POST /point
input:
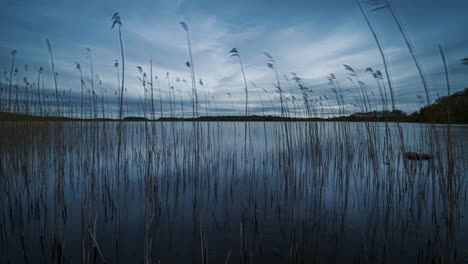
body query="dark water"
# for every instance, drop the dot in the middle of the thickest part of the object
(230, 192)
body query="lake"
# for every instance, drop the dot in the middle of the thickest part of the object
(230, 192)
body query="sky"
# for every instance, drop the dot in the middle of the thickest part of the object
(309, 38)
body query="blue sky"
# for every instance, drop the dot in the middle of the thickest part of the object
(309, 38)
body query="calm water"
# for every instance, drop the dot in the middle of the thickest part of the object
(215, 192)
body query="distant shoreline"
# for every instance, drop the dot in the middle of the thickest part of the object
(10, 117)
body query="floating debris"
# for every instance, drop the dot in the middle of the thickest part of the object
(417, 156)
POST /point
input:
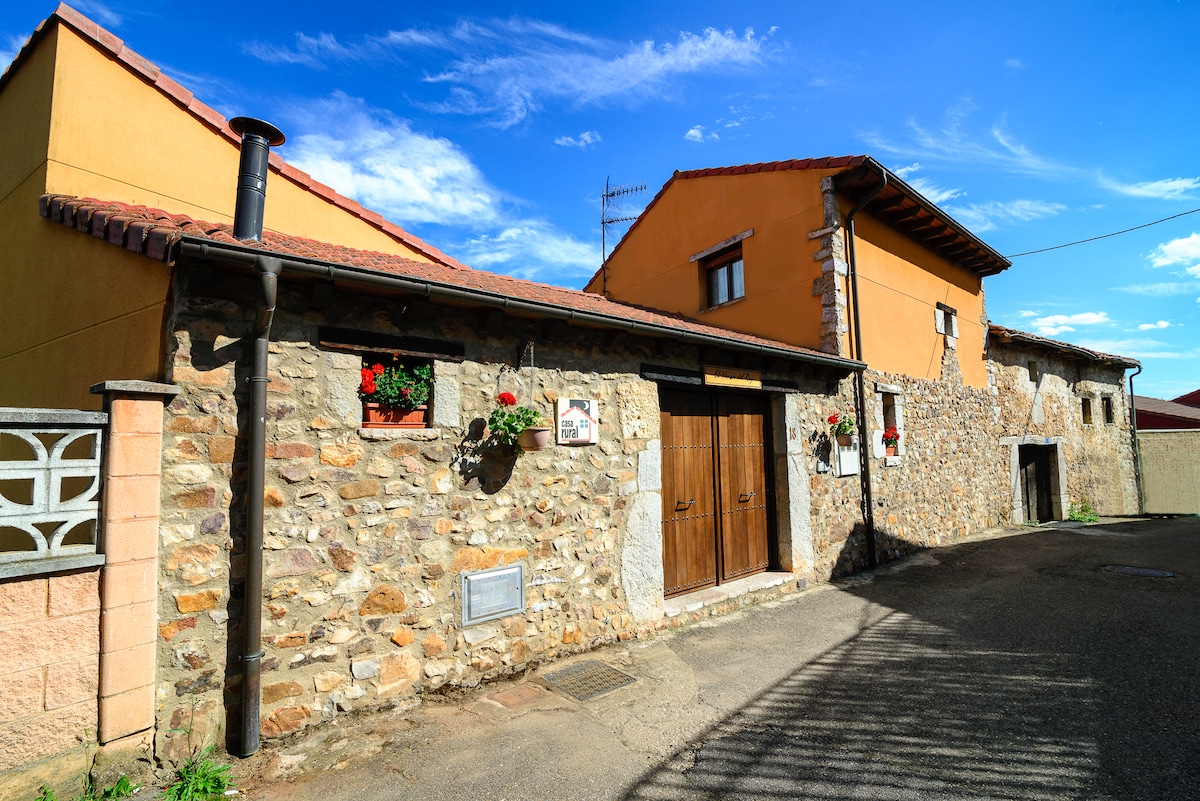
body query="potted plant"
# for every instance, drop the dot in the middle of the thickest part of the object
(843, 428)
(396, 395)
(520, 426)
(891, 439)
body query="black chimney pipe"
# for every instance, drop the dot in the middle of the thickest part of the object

——

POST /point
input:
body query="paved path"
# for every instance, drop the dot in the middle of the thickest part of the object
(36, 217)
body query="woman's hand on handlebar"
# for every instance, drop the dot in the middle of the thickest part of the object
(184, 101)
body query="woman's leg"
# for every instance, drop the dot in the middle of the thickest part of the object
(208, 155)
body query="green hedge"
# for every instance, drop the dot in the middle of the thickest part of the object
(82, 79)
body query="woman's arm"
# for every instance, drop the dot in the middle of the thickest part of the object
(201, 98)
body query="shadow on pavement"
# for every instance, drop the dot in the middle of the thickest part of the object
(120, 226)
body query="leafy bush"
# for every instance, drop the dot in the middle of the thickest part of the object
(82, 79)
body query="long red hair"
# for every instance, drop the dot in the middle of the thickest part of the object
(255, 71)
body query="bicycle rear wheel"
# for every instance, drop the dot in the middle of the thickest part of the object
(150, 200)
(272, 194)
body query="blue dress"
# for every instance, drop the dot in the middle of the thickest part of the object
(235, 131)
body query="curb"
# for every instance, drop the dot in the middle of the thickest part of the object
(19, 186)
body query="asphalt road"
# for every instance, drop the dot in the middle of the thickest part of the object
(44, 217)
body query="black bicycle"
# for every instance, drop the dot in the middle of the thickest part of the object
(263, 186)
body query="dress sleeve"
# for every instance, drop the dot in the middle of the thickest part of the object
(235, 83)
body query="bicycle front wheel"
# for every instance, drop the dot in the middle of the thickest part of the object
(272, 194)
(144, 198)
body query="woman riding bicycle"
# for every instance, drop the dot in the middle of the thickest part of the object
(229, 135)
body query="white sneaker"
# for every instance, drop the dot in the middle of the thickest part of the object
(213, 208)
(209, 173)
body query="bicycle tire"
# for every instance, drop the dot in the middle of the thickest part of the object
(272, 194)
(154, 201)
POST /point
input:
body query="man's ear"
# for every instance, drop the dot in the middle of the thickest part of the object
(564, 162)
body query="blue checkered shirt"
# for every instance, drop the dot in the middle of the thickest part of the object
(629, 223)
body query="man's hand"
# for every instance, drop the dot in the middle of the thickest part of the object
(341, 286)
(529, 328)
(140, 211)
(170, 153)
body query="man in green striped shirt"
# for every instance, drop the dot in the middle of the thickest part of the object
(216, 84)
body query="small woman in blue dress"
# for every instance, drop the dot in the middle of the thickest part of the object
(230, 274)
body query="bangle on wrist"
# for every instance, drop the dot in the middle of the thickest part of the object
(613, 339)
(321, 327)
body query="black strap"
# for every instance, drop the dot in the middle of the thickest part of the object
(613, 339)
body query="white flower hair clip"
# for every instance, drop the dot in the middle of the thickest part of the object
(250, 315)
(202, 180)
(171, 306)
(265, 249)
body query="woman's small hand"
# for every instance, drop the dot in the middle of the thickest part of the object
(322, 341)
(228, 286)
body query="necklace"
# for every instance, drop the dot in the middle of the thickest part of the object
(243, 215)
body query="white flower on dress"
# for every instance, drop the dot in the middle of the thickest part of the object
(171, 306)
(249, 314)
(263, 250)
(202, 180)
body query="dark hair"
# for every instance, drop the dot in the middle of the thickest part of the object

——

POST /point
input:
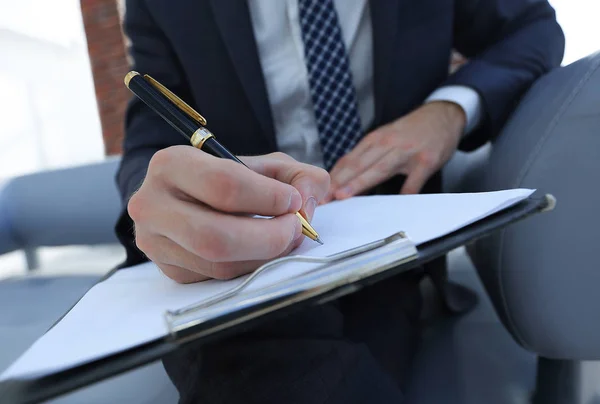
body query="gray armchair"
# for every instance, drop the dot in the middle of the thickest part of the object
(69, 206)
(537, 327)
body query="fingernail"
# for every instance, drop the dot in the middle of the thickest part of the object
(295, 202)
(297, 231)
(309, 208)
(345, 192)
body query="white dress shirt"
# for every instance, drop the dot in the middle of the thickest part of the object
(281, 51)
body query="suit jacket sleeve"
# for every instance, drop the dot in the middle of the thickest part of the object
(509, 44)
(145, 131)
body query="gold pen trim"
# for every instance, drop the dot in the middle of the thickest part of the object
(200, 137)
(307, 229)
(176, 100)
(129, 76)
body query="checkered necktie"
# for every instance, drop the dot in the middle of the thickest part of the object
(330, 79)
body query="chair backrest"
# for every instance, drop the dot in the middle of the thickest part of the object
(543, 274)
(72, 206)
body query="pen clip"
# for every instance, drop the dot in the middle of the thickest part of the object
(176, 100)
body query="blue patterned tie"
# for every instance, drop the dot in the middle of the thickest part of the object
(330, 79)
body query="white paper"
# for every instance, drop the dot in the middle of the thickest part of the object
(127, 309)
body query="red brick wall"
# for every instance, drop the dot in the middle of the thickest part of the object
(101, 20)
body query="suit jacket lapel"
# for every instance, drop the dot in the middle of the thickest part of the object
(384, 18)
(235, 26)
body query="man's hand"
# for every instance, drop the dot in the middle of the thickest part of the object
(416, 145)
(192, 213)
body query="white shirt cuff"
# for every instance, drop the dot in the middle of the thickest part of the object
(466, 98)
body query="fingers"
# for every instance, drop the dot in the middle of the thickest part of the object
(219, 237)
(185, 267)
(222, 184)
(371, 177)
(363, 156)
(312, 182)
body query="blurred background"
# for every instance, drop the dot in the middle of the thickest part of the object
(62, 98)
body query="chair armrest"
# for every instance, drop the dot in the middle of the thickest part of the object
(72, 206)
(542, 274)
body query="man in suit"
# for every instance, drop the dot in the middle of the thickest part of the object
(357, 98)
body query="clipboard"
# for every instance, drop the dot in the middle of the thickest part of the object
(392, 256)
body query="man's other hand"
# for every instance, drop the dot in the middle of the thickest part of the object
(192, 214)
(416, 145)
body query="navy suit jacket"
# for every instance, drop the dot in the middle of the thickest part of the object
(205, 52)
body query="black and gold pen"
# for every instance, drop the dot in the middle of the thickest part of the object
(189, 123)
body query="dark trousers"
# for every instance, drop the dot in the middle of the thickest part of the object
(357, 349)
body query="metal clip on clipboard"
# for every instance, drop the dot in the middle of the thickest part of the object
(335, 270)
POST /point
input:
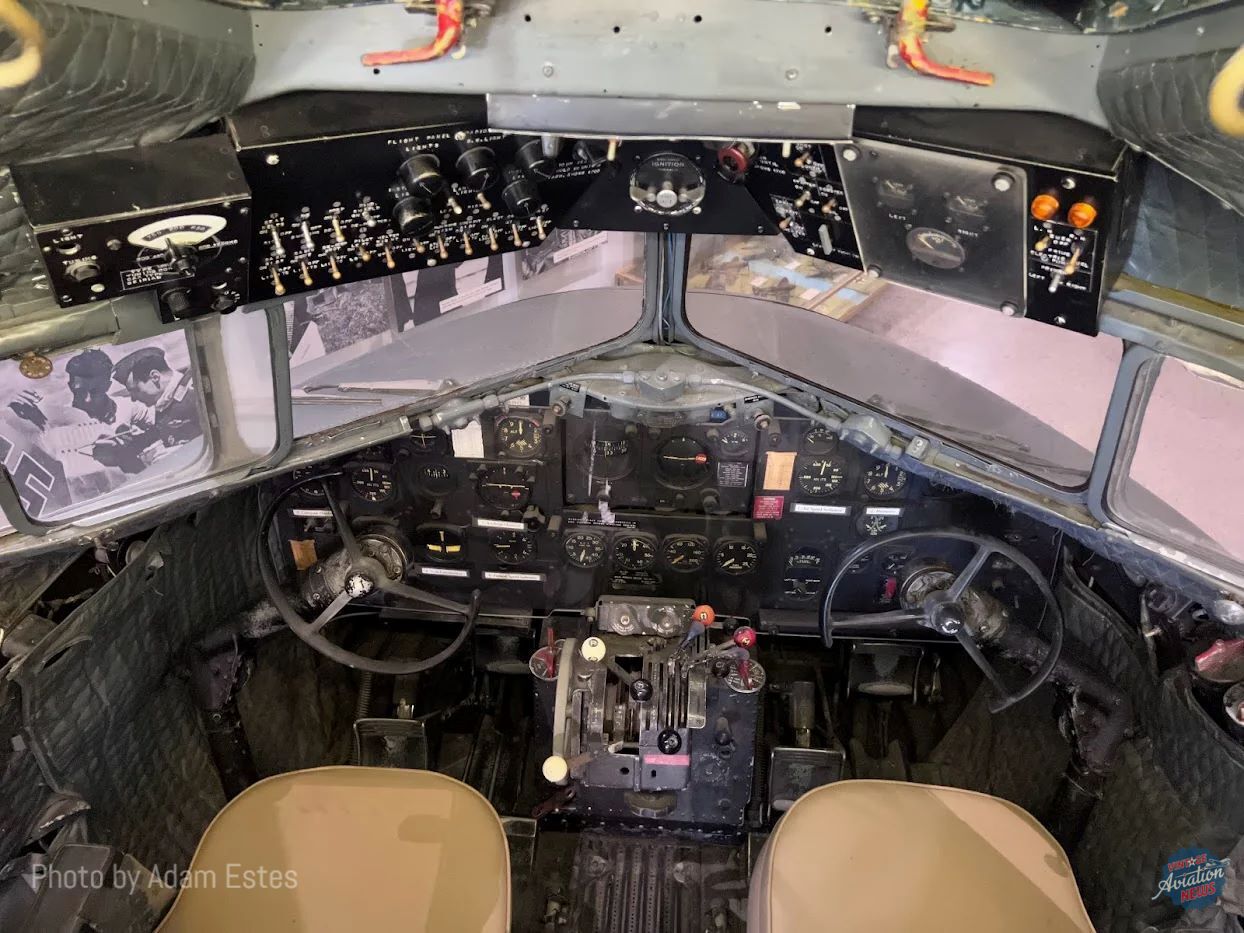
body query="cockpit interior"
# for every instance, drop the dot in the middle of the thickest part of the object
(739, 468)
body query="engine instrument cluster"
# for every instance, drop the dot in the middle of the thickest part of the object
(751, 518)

——

WHAT THIS TASK INVOLVES
Pick out every line in the rows above that contains the word "hand", and copy each one.

REPLY
body query="woman's hand on handlebar"
body query="man's hand"
body query="woman's small hand"
body query="man's hand"
body query="man's other hand"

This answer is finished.